◆ **TAREAS PROPUESTAS**
• 1. Renombra "aristocracia" como "nobleza" al copiar el artículo sobre Goya entre "Cuando Goya quiso" y "condes de Altamira.", ambos incluidos.
• 2. Escribe los nombres de todas las mujeres que aparecen en el artículo sobre Goya.
• 3. Responde estas preguntas según el artículo sobre Goya:
(a) ¿De qué familia se convirtió Goya en pintor de cabecera?
(b) ¿En qué revista trabajaba Margaret Case como editora de ecos de sociedad?
(c) ¿De qué color vestía siempre el aristócrata español por el que preguntó Elsa Maxwell?

◆ **FRAGMENTO DEL DOCUMENTO**
* * *

Cuando Goya quiso codearse con la alta sociedad
En unos años en los que Francisco de Goya buscaba el trato con la aristocracia, se convirtió en pintor de cabecera de una de las familias más importantes de España, la de los condes de Altamira.
No había en la alta sociedad neoyorquina de los años cincuenta mujer más cotilla que Elsa Maxwell, afamada columnista del corazón. Conocía, o creía conocer, a todo el mundo. Por eso quedó perpleja al recibir un tarjetón en el que la adinerada Kitty Bache Miller la invitaba a un cóctel para “conocer a don Manuel Osorio de Zúñiga”. Intrigada, telefoneó de inmediato a Margaret Case, editora de ecos de sociedad en Vogue, para preguntarle quién era aquel enigmático aristócrata español. “Lo reconocerás en cuanto lo veas”, respondió su colega. “Siempre viste de rojo y siempre lleva consigo dos gatos [eran tres, de hecho], una urraca y una jaula de jilgueros”.

* * *

◆ **MATERIAL PROPORCIONADO**
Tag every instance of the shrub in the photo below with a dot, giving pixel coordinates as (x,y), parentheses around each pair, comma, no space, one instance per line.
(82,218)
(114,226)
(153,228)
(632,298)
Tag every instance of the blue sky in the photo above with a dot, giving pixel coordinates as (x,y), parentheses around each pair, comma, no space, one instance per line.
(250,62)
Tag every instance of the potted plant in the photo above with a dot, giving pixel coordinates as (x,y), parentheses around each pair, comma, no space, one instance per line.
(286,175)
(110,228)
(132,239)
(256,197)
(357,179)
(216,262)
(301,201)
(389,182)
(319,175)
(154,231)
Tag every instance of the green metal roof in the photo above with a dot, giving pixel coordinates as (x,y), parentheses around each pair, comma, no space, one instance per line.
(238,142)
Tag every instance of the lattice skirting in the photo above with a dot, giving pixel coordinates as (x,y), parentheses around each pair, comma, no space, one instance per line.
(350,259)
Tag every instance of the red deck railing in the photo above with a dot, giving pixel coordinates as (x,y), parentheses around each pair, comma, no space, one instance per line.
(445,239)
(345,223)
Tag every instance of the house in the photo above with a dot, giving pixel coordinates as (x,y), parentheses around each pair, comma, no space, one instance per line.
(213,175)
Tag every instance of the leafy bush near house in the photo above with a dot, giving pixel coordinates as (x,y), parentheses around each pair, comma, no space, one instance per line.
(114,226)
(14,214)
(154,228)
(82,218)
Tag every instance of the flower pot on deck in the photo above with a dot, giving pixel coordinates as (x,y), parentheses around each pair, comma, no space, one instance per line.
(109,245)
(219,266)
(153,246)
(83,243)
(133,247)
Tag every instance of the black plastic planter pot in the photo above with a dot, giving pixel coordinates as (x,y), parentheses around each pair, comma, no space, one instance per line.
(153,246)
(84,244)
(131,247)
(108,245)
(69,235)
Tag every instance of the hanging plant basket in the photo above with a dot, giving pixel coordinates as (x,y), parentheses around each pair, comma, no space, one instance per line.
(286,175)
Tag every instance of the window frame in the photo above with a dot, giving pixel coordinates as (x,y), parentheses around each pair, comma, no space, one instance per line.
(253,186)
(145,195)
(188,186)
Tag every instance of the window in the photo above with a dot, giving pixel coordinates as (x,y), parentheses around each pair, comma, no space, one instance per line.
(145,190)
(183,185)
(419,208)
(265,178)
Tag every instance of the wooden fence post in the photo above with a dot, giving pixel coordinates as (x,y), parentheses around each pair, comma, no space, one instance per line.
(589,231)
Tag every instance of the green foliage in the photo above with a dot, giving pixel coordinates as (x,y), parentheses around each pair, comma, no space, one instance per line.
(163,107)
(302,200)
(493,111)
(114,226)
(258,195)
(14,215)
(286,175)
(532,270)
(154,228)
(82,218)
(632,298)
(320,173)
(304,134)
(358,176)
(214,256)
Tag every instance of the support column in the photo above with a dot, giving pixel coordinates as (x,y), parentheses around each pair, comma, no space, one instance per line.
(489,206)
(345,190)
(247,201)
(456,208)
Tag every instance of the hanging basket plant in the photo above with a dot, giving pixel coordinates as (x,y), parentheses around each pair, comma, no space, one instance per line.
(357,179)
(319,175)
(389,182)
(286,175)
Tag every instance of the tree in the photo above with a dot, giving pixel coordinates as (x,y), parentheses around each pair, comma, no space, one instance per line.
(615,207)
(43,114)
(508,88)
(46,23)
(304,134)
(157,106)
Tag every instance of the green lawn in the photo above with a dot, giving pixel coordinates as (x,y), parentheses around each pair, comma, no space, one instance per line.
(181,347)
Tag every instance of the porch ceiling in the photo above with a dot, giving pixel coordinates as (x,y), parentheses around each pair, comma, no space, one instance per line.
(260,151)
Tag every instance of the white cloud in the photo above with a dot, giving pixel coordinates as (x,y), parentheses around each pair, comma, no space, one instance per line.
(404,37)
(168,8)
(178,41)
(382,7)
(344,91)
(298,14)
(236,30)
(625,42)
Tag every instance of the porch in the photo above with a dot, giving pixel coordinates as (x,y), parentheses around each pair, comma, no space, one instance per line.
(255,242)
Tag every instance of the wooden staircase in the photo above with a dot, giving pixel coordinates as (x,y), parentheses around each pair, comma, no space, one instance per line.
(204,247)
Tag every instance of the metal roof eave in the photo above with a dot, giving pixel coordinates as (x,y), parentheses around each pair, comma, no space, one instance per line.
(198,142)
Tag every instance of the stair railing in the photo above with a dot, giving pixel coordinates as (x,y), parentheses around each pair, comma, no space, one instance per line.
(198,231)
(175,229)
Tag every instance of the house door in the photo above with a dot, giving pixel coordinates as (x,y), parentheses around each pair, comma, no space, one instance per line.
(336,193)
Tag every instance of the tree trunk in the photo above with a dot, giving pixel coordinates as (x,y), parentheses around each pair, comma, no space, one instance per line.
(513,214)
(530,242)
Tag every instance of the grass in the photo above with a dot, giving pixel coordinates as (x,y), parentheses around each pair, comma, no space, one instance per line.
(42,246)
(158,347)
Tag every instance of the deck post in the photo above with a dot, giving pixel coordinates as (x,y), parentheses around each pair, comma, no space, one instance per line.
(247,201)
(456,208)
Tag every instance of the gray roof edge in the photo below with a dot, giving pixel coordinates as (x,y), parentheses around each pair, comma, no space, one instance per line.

* * *

◆ **RESPUESTAS POR TAREA**
• 1.
Cuando Goya quiso codearse con la alta sociedad
En unos años en los que Francisco de Goya buscaba el trato con la nobleza, se convirtió en pintor de cabecera de una de las familias más importantes de España, la de los condes de Altamira.

• 2. Elsa Maxwell, Kitty Bache Miller y Margaret Case.

• 3.
(a) De la familia de los condes de Altamira.
(b) En Vogue.
(c) De rojo.